SUPPLIED INFORMATION:

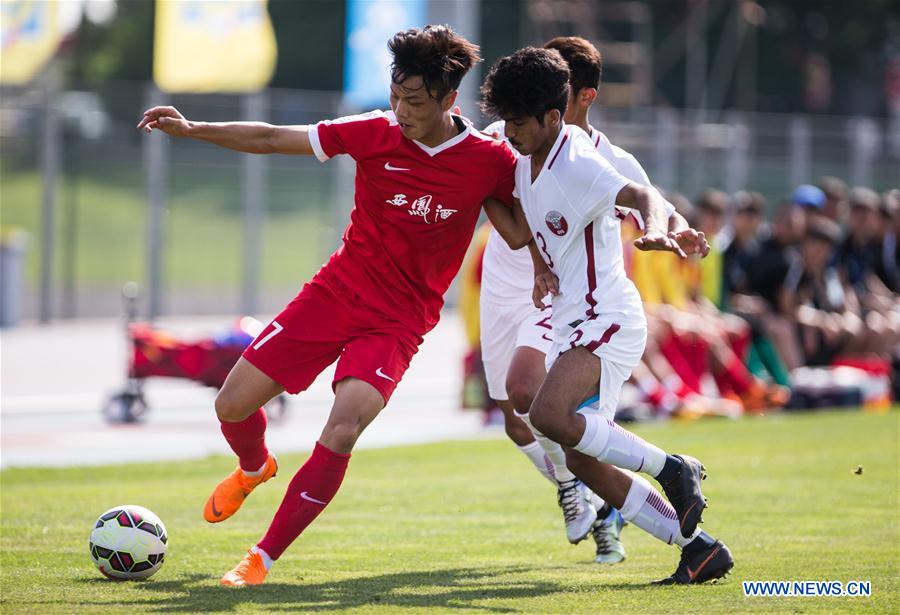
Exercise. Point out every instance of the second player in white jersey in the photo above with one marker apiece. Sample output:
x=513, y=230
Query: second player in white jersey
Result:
x=508, y=317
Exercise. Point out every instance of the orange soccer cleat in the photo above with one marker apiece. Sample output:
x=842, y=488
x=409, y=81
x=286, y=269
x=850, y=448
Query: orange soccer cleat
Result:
x=249, y=571
x=228, y=495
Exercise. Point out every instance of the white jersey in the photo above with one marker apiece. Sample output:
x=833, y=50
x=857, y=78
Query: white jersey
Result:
x=571, y=210
x=508, y=274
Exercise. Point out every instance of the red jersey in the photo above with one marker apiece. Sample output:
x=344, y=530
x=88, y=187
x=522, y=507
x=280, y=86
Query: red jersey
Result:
x=415, y=210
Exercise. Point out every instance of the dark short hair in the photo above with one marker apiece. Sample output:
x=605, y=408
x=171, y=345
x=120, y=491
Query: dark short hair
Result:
x=436, y=53
x=823, y=229
x=584, y=60
x=530, y=82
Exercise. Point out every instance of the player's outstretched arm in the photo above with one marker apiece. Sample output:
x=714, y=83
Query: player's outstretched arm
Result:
x=247, y=137
x=545, y=281
x=650, y=203
x=509, y=221
x=689, y=239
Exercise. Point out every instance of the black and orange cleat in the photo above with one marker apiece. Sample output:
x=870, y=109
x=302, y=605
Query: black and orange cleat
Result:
x=685, y=494
x=703, y=559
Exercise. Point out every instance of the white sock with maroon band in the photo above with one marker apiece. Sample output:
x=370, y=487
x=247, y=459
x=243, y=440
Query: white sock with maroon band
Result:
x=647, y=509
x=536, y=455
x=554, y=452
x=610, y=443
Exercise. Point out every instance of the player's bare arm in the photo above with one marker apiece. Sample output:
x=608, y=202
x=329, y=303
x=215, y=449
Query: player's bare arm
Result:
x=545, y=281
x=247, y=137
x=691, y=240
x=509, y=221
x=651, y=205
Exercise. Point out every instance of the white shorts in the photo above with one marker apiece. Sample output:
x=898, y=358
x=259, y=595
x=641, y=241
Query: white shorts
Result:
x=619, y=348
x=505, y=327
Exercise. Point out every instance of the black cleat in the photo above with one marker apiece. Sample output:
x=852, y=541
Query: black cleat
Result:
x=711, y=562
x=685, y=495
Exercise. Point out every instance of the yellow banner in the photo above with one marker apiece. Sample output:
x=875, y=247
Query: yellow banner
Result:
x=213, y=45
x=29, y=37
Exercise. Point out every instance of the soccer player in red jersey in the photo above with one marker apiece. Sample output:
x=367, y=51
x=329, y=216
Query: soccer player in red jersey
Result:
x=422, y=174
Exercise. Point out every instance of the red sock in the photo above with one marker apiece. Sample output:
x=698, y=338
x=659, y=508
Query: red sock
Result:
x=741, y=343
x=671, y=350
x=309, y=493
x=248, y=440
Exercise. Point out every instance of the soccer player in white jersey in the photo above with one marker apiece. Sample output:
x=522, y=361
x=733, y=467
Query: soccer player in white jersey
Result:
x=515, y=334
x=568, y=193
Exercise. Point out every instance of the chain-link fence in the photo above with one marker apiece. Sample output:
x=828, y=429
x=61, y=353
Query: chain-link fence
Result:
x=212, y=231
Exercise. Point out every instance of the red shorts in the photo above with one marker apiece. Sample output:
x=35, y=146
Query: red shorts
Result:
x=328, y=322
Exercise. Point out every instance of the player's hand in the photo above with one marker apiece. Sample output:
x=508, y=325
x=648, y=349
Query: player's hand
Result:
x=657, y=240
x=544, y=284
x=691, y=241
x=166, y=119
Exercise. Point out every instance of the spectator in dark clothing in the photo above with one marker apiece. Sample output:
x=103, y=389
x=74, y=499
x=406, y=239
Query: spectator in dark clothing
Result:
x=741, y=243
x=765, y=276
x=835, y=206
x=887, y=246
x=856, y=253
x=769, y=267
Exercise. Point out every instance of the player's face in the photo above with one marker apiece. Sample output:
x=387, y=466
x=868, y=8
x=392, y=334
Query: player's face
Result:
x=529, y=136
x=417, y=112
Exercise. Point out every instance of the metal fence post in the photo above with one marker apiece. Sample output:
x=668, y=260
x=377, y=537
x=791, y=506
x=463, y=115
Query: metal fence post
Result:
x=865, y=141
x=253, y=194
x=664, y=148
x=156, y=161
x=800, y=151
x=737, y=163
x=51, y=150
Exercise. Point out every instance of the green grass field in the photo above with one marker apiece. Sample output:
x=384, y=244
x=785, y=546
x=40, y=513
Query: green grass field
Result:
x=471, y=527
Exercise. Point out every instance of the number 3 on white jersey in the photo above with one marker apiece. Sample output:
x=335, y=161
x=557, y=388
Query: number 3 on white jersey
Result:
x=276, y=329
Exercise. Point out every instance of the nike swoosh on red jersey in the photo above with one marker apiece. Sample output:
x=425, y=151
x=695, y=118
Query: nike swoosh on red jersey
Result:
x=389, y=167
x=381, y=374
x=309, y=498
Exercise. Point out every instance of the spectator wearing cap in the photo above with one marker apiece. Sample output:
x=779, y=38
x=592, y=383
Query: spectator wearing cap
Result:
x=835, y=206
x=810, y=198
x=826, y=314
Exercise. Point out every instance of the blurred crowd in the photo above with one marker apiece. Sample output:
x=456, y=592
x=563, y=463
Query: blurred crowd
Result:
x=796, y=306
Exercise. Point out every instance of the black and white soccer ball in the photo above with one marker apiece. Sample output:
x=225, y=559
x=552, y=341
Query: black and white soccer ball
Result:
x=128, y=542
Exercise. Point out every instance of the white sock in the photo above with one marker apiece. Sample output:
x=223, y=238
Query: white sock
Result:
x=554, y=452
x=257, y=472
x=611, y=444
x=536, y=454
x=267, y=561
x=650, y=511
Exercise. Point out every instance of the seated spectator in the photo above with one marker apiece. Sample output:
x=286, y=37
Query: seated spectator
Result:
x=887, y=247
x=835, y=206
x=741, y=244
x=810, y=198
x=825, y=313
x=855, y=254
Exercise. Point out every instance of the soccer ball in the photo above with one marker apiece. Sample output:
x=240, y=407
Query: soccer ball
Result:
x=128, y=542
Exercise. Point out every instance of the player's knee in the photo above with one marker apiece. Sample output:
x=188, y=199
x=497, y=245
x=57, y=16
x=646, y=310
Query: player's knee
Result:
x=578, y=463
x=228, y=408
x=341, y=436
x=541, y=417
x=521, y=394
x=517, y=430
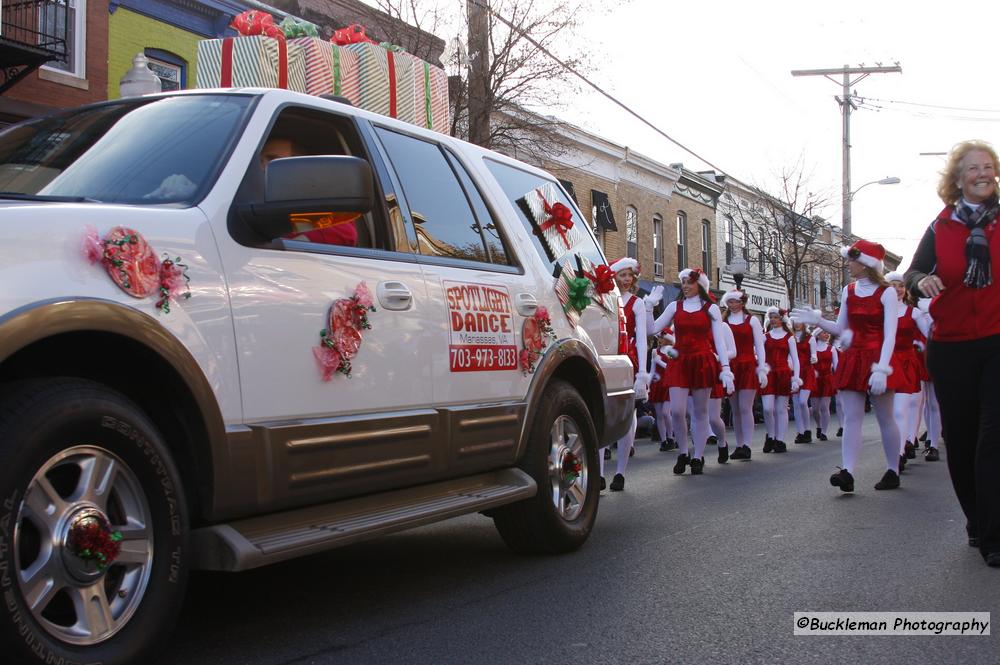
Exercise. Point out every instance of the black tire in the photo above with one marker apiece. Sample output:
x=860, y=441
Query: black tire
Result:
x=536, y=525
x=58, y=437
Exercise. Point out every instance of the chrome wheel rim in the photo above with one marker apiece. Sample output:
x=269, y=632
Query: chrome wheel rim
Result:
x=567, y=468
x=83, y=545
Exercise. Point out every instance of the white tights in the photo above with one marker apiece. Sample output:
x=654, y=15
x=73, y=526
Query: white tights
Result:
x=625, y=445
x=775, y=415
x=699, y=419
x=716, y=422
x=854, y=413
x=741, y=404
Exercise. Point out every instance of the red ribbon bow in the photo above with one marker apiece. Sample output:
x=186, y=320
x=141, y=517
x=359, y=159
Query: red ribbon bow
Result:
x=603, y=278
x=560, y=217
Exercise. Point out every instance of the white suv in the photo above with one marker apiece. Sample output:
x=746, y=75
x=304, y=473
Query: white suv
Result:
x=187, y=379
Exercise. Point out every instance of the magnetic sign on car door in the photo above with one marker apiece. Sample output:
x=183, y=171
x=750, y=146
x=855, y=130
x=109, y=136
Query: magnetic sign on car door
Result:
x=481, y=328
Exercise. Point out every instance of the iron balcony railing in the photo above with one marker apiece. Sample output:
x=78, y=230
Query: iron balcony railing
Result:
x=41, y=24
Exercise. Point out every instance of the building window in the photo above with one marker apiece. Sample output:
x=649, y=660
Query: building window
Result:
x=631, y=233
x=681, y=235
x=171, y=69
x=706, y=247
x=53, y=20
x=657, y=246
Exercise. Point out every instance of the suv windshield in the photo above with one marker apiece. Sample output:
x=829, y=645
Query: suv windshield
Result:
x=165, y=150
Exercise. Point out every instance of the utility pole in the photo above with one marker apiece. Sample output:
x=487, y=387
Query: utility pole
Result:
x=480, y=103
x=846, y=105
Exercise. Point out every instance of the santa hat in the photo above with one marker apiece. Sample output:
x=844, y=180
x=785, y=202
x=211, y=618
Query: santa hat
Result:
x=894, y=276
x=866, y=253
x=733, y=295
x=696, y=273
x=625, y=263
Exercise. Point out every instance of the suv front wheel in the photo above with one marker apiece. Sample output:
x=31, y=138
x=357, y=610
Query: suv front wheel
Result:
x=92, y=526
x=561, y=456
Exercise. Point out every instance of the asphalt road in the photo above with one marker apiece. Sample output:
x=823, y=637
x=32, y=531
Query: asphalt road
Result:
x=683, y=569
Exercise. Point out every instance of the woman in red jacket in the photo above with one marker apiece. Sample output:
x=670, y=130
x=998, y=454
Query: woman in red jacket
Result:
x=958, y=265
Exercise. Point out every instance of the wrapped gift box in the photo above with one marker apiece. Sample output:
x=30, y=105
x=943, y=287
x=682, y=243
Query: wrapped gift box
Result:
x=330, y=69
x=256, y=61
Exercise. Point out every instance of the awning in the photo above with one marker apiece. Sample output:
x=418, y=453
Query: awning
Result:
x=603, y=217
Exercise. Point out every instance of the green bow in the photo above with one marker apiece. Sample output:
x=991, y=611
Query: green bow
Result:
x=579, y=296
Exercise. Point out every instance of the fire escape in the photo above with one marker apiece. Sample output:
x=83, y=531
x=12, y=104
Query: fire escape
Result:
x=32, y=32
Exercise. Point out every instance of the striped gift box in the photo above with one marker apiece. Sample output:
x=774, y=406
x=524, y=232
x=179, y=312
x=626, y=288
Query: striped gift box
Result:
x=330, y=69
x=388, y=81
x=251, y=62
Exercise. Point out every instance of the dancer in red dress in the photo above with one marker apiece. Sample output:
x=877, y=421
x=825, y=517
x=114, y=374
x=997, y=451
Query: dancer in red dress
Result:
x=749, y=368
x=699, y=342
x=868, y=310
x=805, y=346
x=826, y=365
x=626, y=277
x=782, y=379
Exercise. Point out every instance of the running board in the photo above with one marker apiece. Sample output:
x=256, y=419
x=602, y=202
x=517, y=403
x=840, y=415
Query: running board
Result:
x=259, y=541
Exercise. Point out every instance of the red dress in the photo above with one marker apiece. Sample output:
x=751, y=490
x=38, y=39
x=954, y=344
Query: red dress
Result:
x=744, y=365
x=696, y=365
x=806, y=371
x=824, y=373
x=865, y=317
x=659, y=390
x=905, y=369
x=779, y=379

DIRECTION: Copy the records above word for word, starting at their very beginning and ending with the line that contains "x=415, y=210". Include both ends, and leave the pictures out.

ANSWER BELOW:
Exercise. Point out every instance of the second player in white jersey in the photo above with one marker apiece. Sample output:
x=513, y=230
Query: second player in white jersey
Result:
x=508, y=317
Exercise. Point out every instance of the orange soccer cleat in the photo above with one marker apiece. Sample output:
x=842, y=488
x=409, y=81
x=286, y=269
x=850, y=448
Query: orange soccer cleat
Result:
x=249, y=571
x=228, y=495
Exercise. Point out every instance of the white jersey in the photo above with one marker apiece. Sample output:
x=833, y=50
x=857, y=78
Query: white jersey
Result:
x=571, y=210
x=508, y=274
Exercise. Point out every instance of the red jersey in the photo above with one marker apiece. Sample output:
x=344, y=530
x=88, y=187
x=522, y=507
x=280, y=86
Query: red jersey
Result:
x=415, y=210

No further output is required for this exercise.